TEXTO DO EXERCÍCIO
<<<<

Ditadura militar no Brasil: o golpe de ontem e seus defensores de hoje


Ditadura militar no Brasil: o golpe de ontem e seus defensores de hoje

Foto: Agência Brasil

Por Juliana Passos de Castro* 

O golpe de 1964, que instalou uma ditadura militar no Brasil por 21 anos, foi legitimado, à época, como uma ação necessária à manutenção da democracia. Um dos resultados do regime de exceção, então imposto ao país, foi o conjunto de violações aos direitos humanos praticadas pelo Estado. Embora seja evidente a contradição entre este fato e o que se espera de um governo que se afirma democrático, atualmente, ainda há vozes em defesa deste período repressivo.

Os atos provenientes dos poderes da república que tentaram conferir legitimidade ao golpe militar de 1964 foram muitos.

>>>>

TAREFAS
1/ Diga se cada afirmação abaixo está de acordo com o texto sobre a ditadura militar no Brasil, respondendo sim ou não e citando literalmente as palavras do texto que decidem a questão.
(a) O golpe de 1964 instalou uma ditadura militar que durou 21 anos.
(b) Na época, o golpe foi apresentado como uma ameaça à democracia.
(c) Atualmente, ninguém mais defende o período repressivo.
2/ Prossiga, por favor, com o texto sobre a ditadura militar no Brasil a partir da última frase apresentada.

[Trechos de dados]
<<<<

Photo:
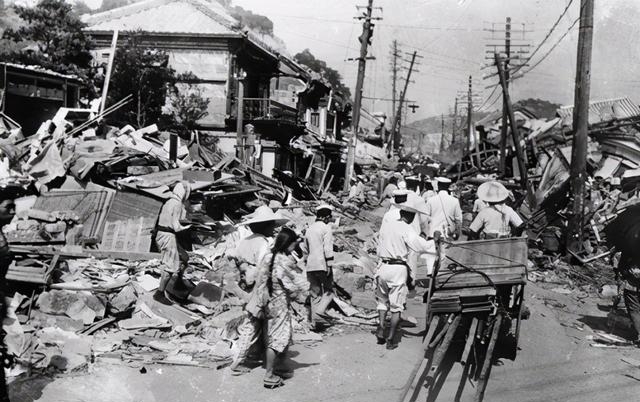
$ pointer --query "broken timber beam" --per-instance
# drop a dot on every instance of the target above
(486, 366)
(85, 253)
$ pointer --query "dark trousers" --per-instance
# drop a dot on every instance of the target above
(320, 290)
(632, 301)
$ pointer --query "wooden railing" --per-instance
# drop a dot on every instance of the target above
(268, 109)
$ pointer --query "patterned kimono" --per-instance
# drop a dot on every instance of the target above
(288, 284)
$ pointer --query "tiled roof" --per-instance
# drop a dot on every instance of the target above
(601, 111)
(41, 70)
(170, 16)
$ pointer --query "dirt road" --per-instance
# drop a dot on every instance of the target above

>>>>

RESPOSTAS
1/
(a) Sim: "O golpe de 1964, que instalou uma ditadura militar no Brasil por 21 anos"
(b) Não: "foi legitimado, à época, como uma ação necessária à manutenção da democracia"
(c) Não: "atualmente, ainda há vozes em defesa deste período repressivo"

2/
No livro Tanques e togas: o STF e a ditadura militar o autor, Felipe Recondo, relata que o presidente do Supremo Tribunal Federal, o ministro Ribeiro da Costa, estava presente quando o presidente da câmara dos deputados, Ranieri Mazzilli, tomou posse como presidente da república, momento em que chegou ao fim o governo de João Goulart, e foi consumado o golpe no país. O ministro pronunciou-se publicamente sobre este fato, afirmando que “o desafio feito à democracia foi respondido vigorosamente”. Após a eleição de Castelo Branco pelo Congresso Nacional, Ribeiro da Costa manifestou-se novamente, dessa vez em defesa do novo presidente, afirmando que “sem ele a democracia vai embora. É imprescindível que todos nós democratas emprestemos apoio ao presidente Castelo Branco”[1].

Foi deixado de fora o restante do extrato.